### The task
Please find every line in the records below that contains the string "tree", matching its case exactly, and copy each of those lines out in full.

━━━━━━━━━━

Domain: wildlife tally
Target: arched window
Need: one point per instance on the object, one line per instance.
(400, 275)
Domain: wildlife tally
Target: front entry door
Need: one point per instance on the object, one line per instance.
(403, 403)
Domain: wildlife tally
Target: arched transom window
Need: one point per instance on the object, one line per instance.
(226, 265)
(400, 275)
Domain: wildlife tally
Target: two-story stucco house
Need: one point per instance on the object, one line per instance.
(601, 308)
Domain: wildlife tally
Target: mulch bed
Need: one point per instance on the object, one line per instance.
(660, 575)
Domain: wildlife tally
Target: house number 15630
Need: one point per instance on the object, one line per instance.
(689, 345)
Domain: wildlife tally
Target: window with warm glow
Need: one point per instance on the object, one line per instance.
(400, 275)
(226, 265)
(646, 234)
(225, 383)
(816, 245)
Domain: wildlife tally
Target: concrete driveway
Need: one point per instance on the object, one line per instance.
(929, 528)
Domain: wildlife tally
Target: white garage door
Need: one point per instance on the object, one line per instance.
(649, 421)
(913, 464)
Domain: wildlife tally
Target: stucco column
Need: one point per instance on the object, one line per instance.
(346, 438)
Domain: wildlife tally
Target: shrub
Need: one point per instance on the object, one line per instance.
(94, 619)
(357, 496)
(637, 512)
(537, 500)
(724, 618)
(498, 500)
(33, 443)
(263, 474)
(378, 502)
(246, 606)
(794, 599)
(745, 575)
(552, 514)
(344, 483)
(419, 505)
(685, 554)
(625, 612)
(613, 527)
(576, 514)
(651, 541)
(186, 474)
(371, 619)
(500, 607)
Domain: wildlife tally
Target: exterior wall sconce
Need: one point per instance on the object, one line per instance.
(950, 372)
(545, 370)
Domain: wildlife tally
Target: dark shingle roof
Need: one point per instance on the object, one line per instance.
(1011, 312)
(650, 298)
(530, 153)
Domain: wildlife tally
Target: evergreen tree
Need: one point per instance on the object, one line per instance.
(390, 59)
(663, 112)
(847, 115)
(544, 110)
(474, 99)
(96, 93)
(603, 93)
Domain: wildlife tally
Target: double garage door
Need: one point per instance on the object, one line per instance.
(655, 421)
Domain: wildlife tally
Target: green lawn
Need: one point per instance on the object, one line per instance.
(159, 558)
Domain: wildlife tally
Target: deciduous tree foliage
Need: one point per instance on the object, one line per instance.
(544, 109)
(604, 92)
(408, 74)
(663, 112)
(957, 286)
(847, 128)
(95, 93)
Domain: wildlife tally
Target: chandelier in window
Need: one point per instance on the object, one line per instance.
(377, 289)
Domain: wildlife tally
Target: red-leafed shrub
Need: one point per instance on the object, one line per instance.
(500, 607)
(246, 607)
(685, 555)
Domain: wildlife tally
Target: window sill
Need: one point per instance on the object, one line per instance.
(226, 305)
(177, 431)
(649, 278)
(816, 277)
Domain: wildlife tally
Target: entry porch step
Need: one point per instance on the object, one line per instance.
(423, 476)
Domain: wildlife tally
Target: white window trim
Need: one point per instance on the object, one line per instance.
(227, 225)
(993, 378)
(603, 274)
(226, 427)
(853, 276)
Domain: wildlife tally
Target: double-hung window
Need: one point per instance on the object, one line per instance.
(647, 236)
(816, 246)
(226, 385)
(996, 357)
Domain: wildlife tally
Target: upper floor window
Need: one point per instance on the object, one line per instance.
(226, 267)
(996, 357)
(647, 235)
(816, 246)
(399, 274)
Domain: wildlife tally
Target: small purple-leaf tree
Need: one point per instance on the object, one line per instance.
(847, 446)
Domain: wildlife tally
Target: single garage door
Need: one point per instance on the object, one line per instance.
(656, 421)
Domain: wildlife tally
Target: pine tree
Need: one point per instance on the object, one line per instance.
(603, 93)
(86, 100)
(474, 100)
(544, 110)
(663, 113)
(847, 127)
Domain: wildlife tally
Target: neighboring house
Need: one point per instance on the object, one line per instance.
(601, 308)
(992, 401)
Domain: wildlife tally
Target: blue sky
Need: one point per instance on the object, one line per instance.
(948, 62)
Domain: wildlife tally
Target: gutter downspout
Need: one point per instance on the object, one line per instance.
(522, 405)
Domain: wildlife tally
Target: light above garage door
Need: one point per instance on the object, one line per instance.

━━━━━━━━━━

### Solution to the problem
Target: evergreen tree
Target: deciduous tree foliage
Target: small purple-leaf tree
Target: pine tree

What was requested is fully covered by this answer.